== Provided passage ==
Tuesday, July 21, 2009

Economic Forecast: the Great Stagnation

By the norms of the post-World War II era, current economic data send conflicting messages. Corporate profits, especially in the banking sector, have exceeded expectations. The stock market has enjoyed renewed exuberance. The Fed predicts that the economy will stop contracting by the end of the year and start growing slowly.

However, unemployment levels keep rising. Unusually for a recession, labor productivity is also rising, which suggests that employers won't rehire as much when the economy turns around. New housing starts rose recently but remain at very low levels. Home prices keep falling and the inventory of houses for sale is still very large (with lots of foreclosed properties waiting in the wings to be placed on the market later). Banks are stable, and even thriving with the benefit of extraordinary government subsidies and support. Companies and industries not protected by the government are hurting. The economy is still shrinking, although probably at slower rate. Just about everyone predicts that unemployment will keep rising into 2010. Unless you work at a large, government subsidized Wall Street bank, your salary or wage, and bonus (if any), probably aren't growing. Many have had their compensation reduced.

The situation doesn't look like the downturn and then nicely executed upturn that characterize most post-World War II recessions. Instead, the economy is balkanizing. Some sectors are doing well, especially the big banks that the government protects at all cost and the oil companies, which benefit from mysterious levitations in petroleum prices. Other sectors struggle to stay minimally viable.
===
== Data excerpt ==
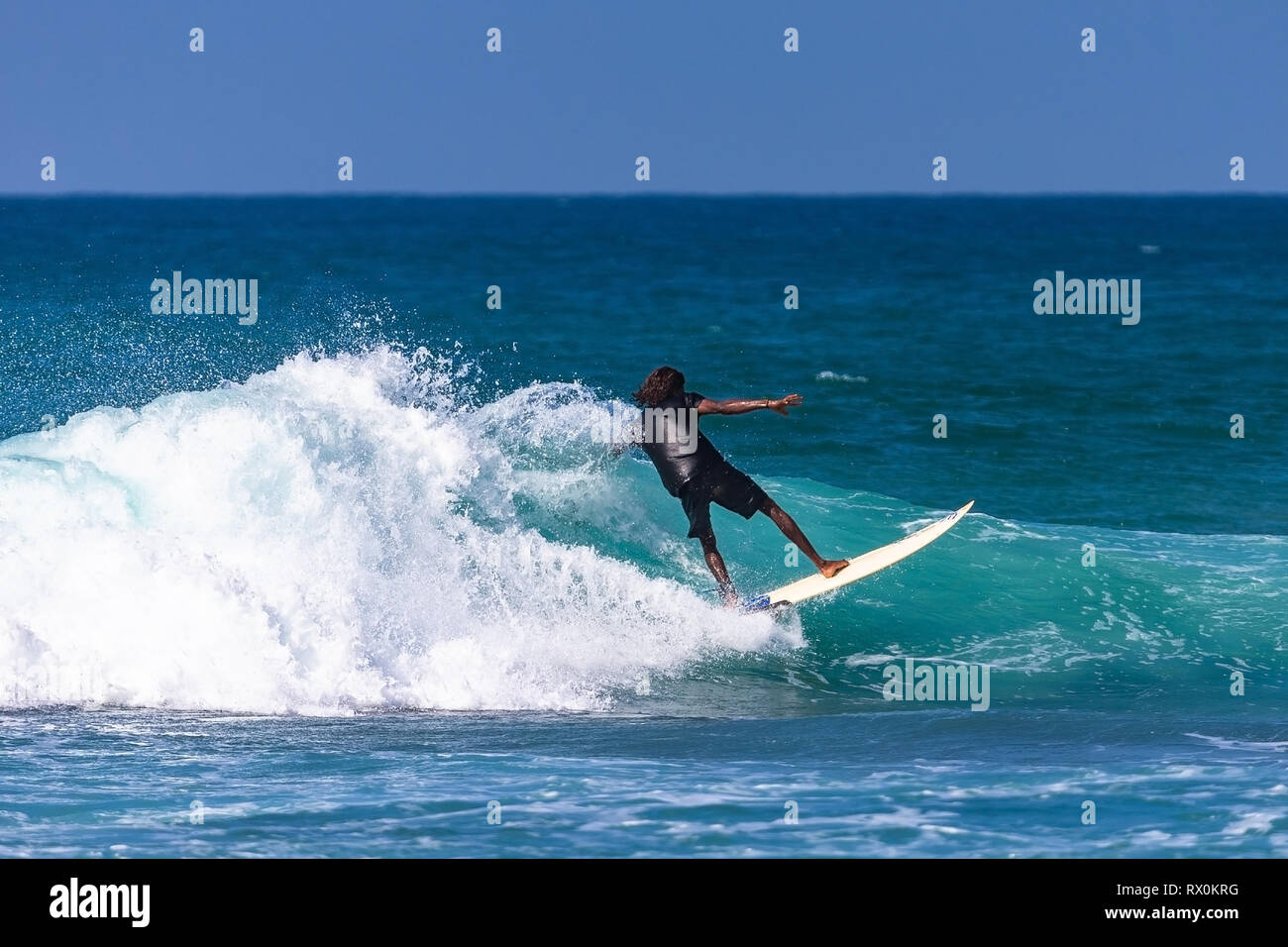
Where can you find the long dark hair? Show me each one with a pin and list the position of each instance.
(661, 384)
===
Explore the material -
- 1) In the post on the economic forecast, reproduce the passage that begins at the words "Economic Forecast: the" and stops after the words "start growing slowly.".
- 2) According to the economic forecast post, what is unusual about labor productivity in this recession?
- 3) Extend the post about the Great Stagnation forecast, picking up after its last sentence.
You can ignore the listing.

Response list -
- 1)
Economic Forecast: the Great Stagnation

By the norms of the post-World War II era, current economic data send conflicting messages. Corporate profits, especially in the banking sector, have exceeded expectations. The stock market has enjoyed renewed exuberance. The Fed predicts that the economy will stop contracting by the end of the year and start growing slowly.

- 2) Labor productivity is rising, which is unusual for a recession.

- 3)
There is little chance of a brisk upturn. New lending by the big, government subsidized banks is about as commonly observed as Brontosaurus. Thus, neither consumer spending nor corporate investment is likely to be the locomotive to pull the economy upwards. The big banks continue to hold trillions of dollars of toxic assets. Those assets consist mostly of real estate loans (personal and commercial), along with some consumer loans and corporate debt, all mixed together in a complex mish-mash of CMOs, CLOs, CDOs, and CDOs squared. Newly capitalized courtesy of the taxpayers, the big banks have been able to sweep many potential losses on these assets under the rug of relaxed accounting standards that Congress forced on the accounting authorities. In other words, we're all supposed to pretend that those assets ain't pigs wearing lipstick. But as the real estate market continues to decline, the banks will have to record losses eventually. (That, indeed, is likely to be a strong reason why they don't lend; they're hoarding money against the eventual writeoffs.)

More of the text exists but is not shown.